[Dataset records about object locations]
┌──
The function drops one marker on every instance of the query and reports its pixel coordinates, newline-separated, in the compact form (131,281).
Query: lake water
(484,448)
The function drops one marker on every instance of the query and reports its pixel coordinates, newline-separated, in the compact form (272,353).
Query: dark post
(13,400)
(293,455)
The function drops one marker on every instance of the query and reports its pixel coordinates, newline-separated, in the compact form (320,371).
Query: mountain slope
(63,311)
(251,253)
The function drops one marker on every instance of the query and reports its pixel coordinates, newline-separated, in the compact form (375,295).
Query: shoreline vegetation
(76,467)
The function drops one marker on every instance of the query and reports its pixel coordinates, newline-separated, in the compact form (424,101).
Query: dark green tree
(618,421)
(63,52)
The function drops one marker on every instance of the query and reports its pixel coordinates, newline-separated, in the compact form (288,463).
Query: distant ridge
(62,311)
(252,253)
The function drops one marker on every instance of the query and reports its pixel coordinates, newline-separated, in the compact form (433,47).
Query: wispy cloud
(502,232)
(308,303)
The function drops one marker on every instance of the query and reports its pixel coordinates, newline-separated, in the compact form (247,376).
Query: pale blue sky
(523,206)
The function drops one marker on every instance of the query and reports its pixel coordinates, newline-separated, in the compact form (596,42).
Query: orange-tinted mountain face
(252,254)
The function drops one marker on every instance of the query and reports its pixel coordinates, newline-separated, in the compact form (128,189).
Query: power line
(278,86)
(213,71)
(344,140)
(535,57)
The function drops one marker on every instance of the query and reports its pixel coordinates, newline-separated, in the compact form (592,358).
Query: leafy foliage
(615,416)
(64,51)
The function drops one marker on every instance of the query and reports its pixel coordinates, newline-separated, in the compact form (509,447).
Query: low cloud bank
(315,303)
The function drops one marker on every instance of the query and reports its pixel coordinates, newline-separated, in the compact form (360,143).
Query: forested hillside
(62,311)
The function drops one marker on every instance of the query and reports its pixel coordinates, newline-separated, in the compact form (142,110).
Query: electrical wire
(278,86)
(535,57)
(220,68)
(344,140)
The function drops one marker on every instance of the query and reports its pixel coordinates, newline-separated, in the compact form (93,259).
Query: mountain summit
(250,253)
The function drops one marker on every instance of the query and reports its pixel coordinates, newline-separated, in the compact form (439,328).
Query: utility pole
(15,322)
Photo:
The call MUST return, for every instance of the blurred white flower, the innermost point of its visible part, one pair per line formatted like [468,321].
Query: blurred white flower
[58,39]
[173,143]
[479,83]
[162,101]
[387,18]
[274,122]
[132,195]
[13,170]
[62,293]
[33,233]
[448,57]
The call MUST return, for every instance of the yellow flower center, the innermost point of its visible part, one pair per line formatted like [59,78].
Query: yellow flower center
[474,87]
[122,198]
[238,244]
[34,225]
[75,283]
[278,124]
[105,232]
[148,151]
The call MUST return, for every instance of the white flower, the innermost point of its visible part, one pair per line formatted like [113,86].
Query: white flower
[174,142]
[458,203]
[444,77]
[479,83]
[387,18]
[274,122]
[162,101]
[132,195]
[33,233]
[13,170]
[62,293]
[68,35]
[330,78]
└──
What needs to be done:
From the records above, extract each line exactly as shown.

Output of the exercise:
The function drops one marker on every instance of the query and reports its pixel coordinates, newline-separated, in the compact form (131,281).
Query: lake water
(484,448)
The function drops one marker on every instance of the query and reports its pixel coordinates, newline-separated, in the compact form (272,353).
Query: dark post
(13,400)
(293,455)
The function drops one marker on every instance of the query and reports its pixel coordinates, newline-separated, in the compact form (320,371).
Query: mountain slope
(63,311)
(251,253)
The function drops one marker on every instance of the query and reports its pixel coordinates, newline-separated, in the compact form (375,295).
Query: shoreline vegetation
(76,467)
The function drops one marker on every instance of the query and reports its pixel coordinates, newline-separated, in the compact form (424,101).
Query: dark green tree
(618,421)
(63,52)
The function drops one marker on every instance of the query and reports its pixel coordinates, newline-separated, in the compact form (288,463).
Query: distant ridge
(62,311)
(252,253)
The function drops one marker on every instance of the query and reports its pixel coordinates, newline-separated, in the compact form (433,47).
Query: wispy cloud
(502,232)
(308,303)
The function drops one marker on every instance of the query and reports its pixel coordinates, newline-separated, in the compact form (247,376).
Query: pale blue sky
(523,206)
The function drops one marker on every instance of the query and reports its pixel coordinates, newline-separated, in the compact form (596,42).
Query: orange-tinted mountain face
(252,254)
The function drops one marker on every instance of the query and reports its pixel coordinates, newline-separated, in the compact form (128,189).
Query: power line
(278,86)
(213,71)
(344,140)
(535,57)
The function drops one marker on every instance of the query and reports its pixel coordinates, newline-separated, in the compact form (592,358).
Query: leafy foliage
(615,416)
(64,51)
The function drops one marker on every instance of the query and reports its pixel coordinates, newline-separated, in the compact form (509,447).
Query: low cloud bank
(315,303)
The function drops one marker on every instance of the query and reports its pixel coordinates, newline-separated, in the compact form (360,143).
Query: forested hillside
(62,311)
The function drops one marker on every instance of the query and reports its pixel coordinates, newline-separated, in the compact form (142,110).
Query: electrical wire
(278,86)
(535,57)
(220,68)
(344,140)
The function drops one marker on every instance of the query and reports its pixel coordinates, newline-separated, in the compact form (93,259).
Query: mountain summit
(250,253)
The function drops one marker on every instance of the query and reports its pixel coordinates, newline-separated, in the compact form (439,328).
Query: utility pole
(15,322)
Photo:
The call MUST return, for every instance of the blurred white flower, the innermost point of its visible part, one pair per line formatted like [468,321].
Query: blurred white flower
[58,39]
[173,143]
[479,83]
[162,101]
[387,18]
[274,122]
[132,195]
[13,170]
[62,293]
[33,233]
[448,57]
The call MUST return, for every instance of the yellow flower center, the innermost point of its visible part, one pair per line formatted like [59,78].
Query: yellow flower center
[474,87]
[122,198]
[238,244]
[34,225]
[75,283]
[278,124]
[105,232]
[148,151]
The call MUST return, for every instance of the white flower, the innermost point of its visible part, one pair per line formatted like [113,86].
Query: white flower
[174,142]
[458,203]
[444,77]
[479,83]
[387,18]
[274,122]
[162,101]
[132,195]
[33,233]
[13,170]
[62,293]
[68,35]
[330,78]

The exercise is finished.